SEZIONE DEL TESTO:
«Si diede tutta a Cristo, anche nel momento della crocifissione»
Nacque nel 1381 a Roccaporena, un paesino montano nei pressi di Cascia (PG). Per obbedire agli anziani genitori nel 1395 sposò un giovane del borgo, Paolo Mancini, violento ed irrequieto, con il quale ebbe due figli. Nel 1413 il marito venne ucciso. Rita perdonò gli assassini, ma i due figli adolescenti giurarono vendetta. Si racconta che Rita abbia pregato Dio di portargli via i figli piuttosto che vederli macchiati della colpa di omicidio. Poco tempo dopo i due giovani morirono di malattia. Nel 1417 vedova e sola, chiese di entrare nel monastero agostiniano di Cascia, nel quale venne accolta solo dopo la riappacificazione pubblica tra i fratelli del marito ed i suoi uccisori. Il venerdì santo del 1432, mentre era in contemplazione davanti al crocifisso, una spina della corona del Cristo si conficcò nella sua fronte, producendole una profonda piaga, la quale le procurò un dolore durato fino alla morte. Nel 1443 si ammalò gravemente e rimase a letto per lunghi anni. All’alba del 22 maggio del 1457 terminò la vita terrena di Rita. I molti prodigi avvenuti per sua intercessione le fece meritare il nome di santa delle cose impossibili. Il giorno stabilito nel calendario liturgico per la festa della santa è il 22 maggio.

VOCI ELENCATE:
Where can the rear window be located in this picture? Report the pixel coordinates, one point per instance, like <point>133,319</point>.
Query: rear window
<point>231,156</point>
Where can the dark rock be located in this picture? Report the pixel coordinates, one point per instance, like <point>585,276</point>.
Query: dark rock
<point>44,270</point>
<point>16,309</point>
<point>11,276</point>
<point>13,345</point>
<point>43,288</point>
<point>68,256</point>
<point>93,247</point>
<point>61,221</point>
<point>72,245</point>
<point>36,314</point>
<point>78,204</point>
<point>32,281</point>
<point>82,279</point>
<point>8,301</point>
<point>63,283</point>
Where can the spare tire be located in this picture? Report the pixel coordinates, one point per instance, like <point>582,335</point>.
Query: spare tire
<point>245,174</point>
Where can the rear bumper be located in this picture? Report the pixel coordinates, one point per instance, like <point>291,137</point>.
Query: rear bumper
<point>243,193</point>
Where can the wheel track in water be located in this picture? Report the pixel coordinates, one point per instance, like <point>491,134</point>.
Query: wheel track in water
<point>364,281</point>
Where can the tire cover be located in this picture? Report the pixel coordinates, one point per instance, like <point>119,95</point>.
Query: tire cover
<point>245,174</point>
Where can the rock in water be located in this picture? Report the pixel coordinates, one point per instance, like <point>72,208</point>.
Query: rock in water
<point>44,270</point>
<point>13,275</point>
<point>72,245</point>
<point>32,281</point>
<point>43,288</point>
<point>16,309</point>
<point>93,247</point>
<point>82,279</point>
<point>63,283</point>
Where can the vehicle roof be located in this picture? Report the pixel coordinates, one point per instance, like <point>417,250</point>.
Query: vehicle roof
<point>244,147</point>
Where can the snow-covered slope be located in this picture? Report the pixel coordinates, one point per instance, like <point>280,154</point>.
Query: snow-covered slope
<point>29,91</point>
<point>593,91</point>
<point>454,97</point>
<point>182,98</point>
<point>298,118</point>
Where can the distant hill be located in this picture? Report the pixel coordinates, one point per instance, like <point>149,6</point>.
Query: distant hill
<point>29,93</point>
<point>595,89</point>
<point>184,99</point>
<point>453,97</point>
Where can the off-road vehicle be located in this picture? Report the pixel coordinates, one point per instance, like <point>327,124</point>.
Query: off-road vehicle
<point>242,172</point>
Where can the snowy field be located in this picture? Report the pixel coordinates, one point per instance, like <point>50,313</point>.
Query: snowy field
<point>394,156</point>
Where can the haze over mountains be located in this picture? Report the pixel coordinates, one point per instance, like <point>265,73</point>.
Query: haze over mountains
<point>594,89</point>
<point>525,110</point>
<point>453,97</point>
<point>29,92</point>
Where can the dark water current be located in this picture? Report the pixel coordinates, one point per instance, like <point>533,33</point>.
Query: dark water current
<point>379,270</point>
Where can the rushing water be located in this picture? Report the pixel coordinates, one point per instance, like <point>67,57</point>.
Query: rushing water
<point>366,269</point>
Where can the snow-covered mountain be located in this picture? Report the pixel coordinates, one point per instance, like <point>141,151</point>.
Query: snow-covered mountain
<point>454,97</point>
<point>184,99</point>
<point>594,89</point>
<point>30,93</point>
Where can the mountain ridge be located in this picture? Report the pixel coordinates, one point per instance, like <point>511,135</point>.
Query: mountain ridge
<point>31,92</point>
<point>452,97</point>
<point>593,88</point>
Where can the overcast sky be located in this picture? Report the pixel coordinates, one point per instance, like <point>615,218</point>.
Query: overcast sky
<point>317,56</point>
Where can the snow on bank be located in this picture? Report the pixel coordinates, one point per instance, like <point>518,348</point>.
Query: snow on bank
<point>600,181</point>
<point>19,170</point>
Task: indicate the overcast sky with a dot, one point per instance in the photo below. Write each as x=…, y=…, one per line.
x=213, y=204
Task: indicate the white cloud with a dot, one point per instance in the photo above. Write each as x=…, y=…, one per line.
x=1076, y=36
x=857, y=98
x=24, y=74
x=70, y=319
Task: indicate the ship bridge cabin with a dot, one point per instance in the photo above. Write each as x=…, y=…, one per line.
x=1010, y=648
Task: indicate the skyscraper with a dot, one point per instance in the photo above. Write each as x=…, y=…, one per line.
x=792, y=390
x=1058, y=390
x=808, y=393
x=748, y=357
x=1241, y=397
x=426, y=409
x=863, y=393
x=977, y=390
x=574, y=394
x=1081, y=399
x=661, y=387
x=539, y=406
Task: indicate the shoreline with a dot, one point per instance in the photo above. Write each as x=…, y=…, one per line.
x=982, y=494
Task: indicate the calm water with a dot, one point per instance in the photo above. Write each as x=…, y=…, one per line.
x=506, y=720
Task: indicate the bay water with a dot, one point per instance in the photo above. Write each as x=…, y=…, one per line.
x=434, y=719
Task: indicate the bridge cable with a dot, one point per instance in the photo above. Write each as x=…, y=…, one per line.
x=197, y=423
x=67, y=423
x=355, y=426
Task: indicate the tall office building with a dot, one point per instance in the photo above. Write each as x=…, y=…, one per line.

SERIE DI COMPITI:
[1] Elenca, in ordine cronologico, tutti gli anni citati nel testo su santa Rita.
[2] Rispondi alle seguenti domande sul testo su santa Rita, una risposta per riga con la stessa lettera.
(a) In quale anno Rita sposò Paolo Mancini?
(b) Di che cosa morirono i due figli di Rita?
(c) Quale giorno è stabilito nel calendario liturgico per la festa della santa?
[3] Prosegui il testo su santa Rita a partire dall'ultima frase riportata.

RISPOSTE PER VOCE:
[1] 1381, 1395, 1413, 1417, 1432, 1443, 1457

[2]
(a) Nel 1395.
(b) Di malattia.
(c) Il 22 maggio.

[3]
Sarebbe potuta essere una mediocre o anche una pessima cristiana, inasprita dalla sofferenza e provocata alla ribellione. E invece, in ogni situazione, per quanto dolorosa o difficile, Rita si immergeva nei sentimenti di Gesù, si lasciava rivestire di misericordia, di bontà, di umiltà, di mansuetudine, di pazienza (Col 3,12).
Dal marito, impetuoso e violento, sopportò con pazienza ogni maltrattamento, senza mai lamentarsi, e la sua perseveranza di rispondere con dolcezza alla violenza riuscì a trasformare con il tempo il carattere del coniuge e a renderlo più docile.
Quando il marito fu ucciso da vecchi nemici, lei espresse subito il suo perdono per gli assassini. Non passò il resto dei suoi giorni a piangere, ma ebbe il coraggio di lottare per interrompere la vendetta a catena, che caratterizzava le faide di quei tempi, e scegliere la pace.
Nella sua vita aveva imparato dal Signore a ricavare il bene da ogni situazione dolorosa e in monastero seppe fare altrettanto: avvinta dall’amore di Dio, si lasciò conformare totalmente a Gesù, agnello di Dio che toglie i peccati del mondo.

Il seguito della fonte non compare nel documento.